● CUPLIKAN TEKS:
+ + + + +
16 November 2025

Get In Touch

Soeharto Dibangun CIA, Dihancurkan CIA

Benz Jono Hartono (Dok.Pri)
Benz Jono Hartono (Dok.Pri)

OPINI (Lentera) -Dalam sejarah politik dunia, tidak ada kekuasaan yang lahir tanpa kepentingan. Begitu pula dengan Jenderal Besar TNI (Purn) Soeharto — sosok yang oleh sebagian bangsa dipuja sebagai “Bapak Pembangunan”, namun oleh sebagian lain dianggap simbol otoritarianisme Orde Baru.

Ironisnya, bila dilihat dari lensa geopolitik, kelahiran dan kejatuhan Soeharto sama-sama beraroma operasi intelijen global, khususnya dari Central Intelligence Agency (CIA) Amerika Serikat.

Soeharto, Antitesis Sukarno

Pada awal 1960-an, Soekarno berdiri sebagai salah satu tokoh Dunia Ketiga yang paling berani menentang dominasi Barat. Ia menasionalisasi aset-aset kolonial, mendukung gerakan nonblok, dan menggandeng Beijing serta Moskow dalam politik poros Jakarta–Peking–Pyongyang.

Di mata Washington, Soekarno adalah ancaman ideologis: nasionalis radikal dengan simpati komunis, yang bisa menyeret Indonesia—negara kepulauan strategis dengan cadangan sumber daya melimpah—ke orbit Uni Soviet.

Maka, Amerika Serikat butuh “penyeimbang” dari dalam tubuh militer Indonesia: seorang perwira yang patuh, kalkulatif, dan lebih pragmatis daripada ideologis. Sosok itu ditemukan dalam diri Mayor Jenderal Soeharto.

Operasi “Jakarta” Strategi Bayangan CIA

Banyak arsip CIA yang telah dideklasifikasi mengungkap bagaimana Amerika Serikat ikut membangun pondasi kekuasaan Soeharto. Dokumen-dokumen itu menunjukkan keterlibatan CIA dalam memberikan intel briefings, daftar nama kader PKI, hingga dukungan logistik bagi Angkatan Darat pasca peristiwa 30 September 1965.
+ + + + +
● DAFTAR PERMINTAAN:
1: Tentukan apakah setiap pernyataan berikut sesuai dengan cuplikan teks, lalu jawab ya atau tidak disertai kutipan kata-kata penentu yang persis dari cuplikan teks. (a) Soekarno menasionalisasi aset-aset kolonial. (b) Sosok penyeimbang yang dicari Amerika Serikat ditemukan dalam diri Letnan Jenderal Soeharto. (c) Arsip CIA yang telah dideklasifikasi menunjukkan keterlibatan CIA dalam memberikan daftar nama kader PKI.
2: Tulis ulang seluruh bagian cuplikan teks mulai dari "Banyak arsip CIA" terus ke bawah hingga "30 September 1965.", dengan menukar "arsip" menjadi "catatan".
Entri yang disajikan merupakan materi tersendiri dan tidak berkaitan dengan cuplikan teks.
+ + + + +
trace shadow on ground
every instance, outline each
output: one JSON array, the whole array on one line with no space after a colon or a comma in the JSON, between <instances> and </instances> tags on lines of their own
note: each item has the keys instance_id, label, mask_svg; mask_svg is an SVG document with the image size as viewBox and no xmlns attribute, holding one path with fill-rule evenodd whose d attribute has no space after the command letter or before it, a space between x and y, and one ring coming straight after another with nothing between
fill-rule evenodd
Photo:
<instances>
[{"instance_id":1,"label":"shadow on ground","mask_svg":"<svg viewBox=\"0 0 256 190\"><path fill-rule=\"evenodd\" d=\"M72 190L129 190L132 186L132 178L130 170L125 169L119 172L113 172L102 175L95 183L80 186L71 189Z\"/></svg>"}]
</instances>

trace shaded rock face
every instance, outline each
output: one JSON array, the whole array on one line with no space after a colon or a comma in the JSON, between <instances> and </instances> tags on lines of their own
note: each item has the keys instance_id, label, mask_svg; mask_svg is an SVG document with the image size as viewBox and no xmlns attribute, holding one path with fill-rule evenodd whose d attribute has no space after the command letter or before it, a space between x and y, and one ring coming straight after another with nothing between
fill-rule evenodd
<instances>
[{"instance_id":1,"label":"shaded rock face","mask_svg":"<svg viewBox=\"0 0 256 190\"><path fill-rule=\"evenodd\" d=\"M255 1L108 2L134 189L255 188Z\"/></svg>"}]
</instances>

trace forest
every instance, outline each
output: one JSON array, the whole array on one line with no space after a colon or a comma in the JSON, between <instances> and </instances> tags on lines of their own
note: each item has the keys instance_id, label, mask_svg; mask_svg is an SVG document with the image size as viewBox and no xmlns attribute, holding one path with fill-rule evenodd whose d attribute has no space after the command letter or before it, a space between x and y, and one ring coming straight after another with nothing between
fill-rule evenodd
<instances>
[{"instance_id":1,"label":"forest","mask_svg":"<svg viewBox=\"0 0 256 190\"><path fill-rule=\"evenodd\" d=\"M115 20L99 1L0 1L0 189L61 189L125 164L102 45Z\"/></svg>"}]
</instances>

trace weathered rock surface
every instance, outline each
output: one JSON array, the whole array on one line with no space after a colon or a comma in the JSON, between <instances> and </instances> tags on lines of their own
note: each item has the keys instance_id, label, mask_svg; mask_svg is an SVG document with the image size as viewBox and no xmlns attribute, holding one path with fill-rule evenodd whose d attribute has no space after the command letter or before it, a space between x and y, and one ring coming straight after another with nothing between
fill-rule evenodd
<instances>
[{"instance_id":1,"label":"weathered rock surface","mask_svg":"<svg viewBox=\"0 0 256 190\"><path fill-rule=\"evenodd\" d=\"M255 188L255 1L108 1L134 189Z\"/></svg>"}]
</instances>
+ + + + +
● PENYELESAIAN TUGAS:
1:
(a) Ya: "Ia menasionalisasi aset-aset kolonial"
(b) Tidak: "Sosok itu ditemukan dalam diri Mayor Jenderal Soeharto."
(c) Ya: "Dokumen-dokumen itu menunjukkan keterlibatan CIA dalam memberikan intel briefings, daftar nama kader PKI"

2:
Banyak catatan CIA yang telah dideklasifikasi mengungkap bagaimana Amerika Serikat ikut membangun pondasi kekuasaan Soeharto. Dokumen-dokumen itu menunjukkan keterlibatan CIA dalam memberikan intel briefings, daftar nama kader PKI, hingga dukungan logistik bagi Angkatan Darat pasca peristiwa 30 September 1965.